- _Objectives_
a - From the forum thread on welfare, list every username that heads a post, with the date shown beside it.
b - Decide whether each statement agrees with the forum thread on welfare, and support each yes or no with the exact words of the thread that settle it.
(i) justanotherparatrooper puts the cash on the card at 150 to 300.
(ii) badgebunny was working three jobs while saving for a first house.
(iii) inthenameofthelaw says the patrolmen's unions backed Deval and Obama.

- _Document segment_
If you had waited for her to get cashed out and then grabbed a soda and some chips. Would that be theft? (that was meant sarcastically)


----------



## justanotherparatrooper (Aug 27, 2006)

They get alot more then 10 bucks cash on the card, more like 150-300 depending on how many chillens they has.


----------



## dingbat (May 8, 2008)

Bottom line is, the only reason we have any sort of welfare programs is to siphon money from the working public and put it in the hands of the least intelligent segment of society. These are the people who are easiest to manipulate with propaganda (advertising) and convince to hand over their discretionary funds to the corporations that own our political systems.


----------



## badgebunny (Aug 17, 2005)

I remember trying so hard to save money to buy my first house. I was working two jobs and when I would go to visit my mom, her neighbors, a couple of girls I went to HS with, were sitting their fat butts outside, smoking cigarettes and God knows what else. And of course kept getting pregnant with their umteenth child. It pissed me off then and it pisses me off now!

For those that truly need it I can understand...believe me I know people that have used it, but GOT OFF of it and got to doing what they needed to do to take care of their family themselves. However giving cell phones to people on welfare is utterly ridiculous!!!! You want a cell phone, get a job and pay for it yourself AFTER you take care of your responsibilities first (i.e. children, rent/mortgage, bills, etc.)


----------



## inthenameofthelaw (Jun 23, 2009)

virtually all the patrolmens unions backed both Deval and Obama. And they always back the liberal politician. Then we complain that our tax dollars are spent to give scum free phones, free money, free luxuries to the people who break the law. 
Stop following the union when they tell you to vote for Kennedy, Kerry, Obama, Patrick etc...


----------

- _Information given_
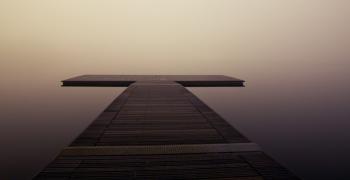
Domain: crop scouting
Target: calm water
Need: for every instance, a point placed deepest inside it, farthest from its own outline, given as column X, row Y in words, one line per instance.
column 294, row 55
column 302, row 123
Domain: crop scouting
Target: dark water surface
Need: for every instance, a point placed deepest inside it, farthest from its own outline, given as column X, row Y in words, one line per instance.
column 302, row 122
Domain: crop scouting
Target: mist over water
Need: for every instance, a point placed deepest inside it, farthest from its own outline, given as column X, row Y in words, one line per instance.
column 294, row 56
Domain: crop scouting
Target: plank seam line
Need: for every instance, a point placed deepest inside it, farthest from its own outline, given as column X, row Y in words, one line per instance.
column 160, row 149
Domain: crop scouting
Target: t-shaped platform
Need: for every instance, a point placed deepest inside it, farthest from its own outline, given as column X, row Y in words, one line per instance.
column 157, row 129
column 126, row 80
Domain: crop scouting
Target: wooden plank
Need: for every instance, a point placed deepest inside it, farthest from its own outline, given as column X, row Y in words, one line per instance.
column 160, row 130
column 126, row 80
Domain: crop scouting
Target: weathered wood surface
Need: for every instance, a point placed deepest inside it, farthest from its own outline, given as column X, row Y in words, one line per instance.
column 126, row 80
column 160, row 130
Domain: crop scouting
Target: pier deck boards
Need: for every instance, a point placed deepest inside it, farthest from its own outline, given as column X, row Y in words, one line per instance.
column 157, row 129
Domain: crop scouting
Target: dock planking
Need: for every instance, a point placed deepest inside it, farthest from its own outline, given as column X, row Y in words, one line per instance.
column 157, row 129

- _Correct answers_
a -
- justanotherparatrooper (Aug 27, 2006)
- dingbat (May 8, 2008)
- badgebunny (Aug 17, 2005)
- inthenameofthelaw (Jun 23, 2009)

b -
(i) Yes: "more like 150-300 depending on how many chillens they has."
(ii) No: "I was working two jobs"
(iii) Yes: "virtually all the patrolmens unions backed both Deval and Obama."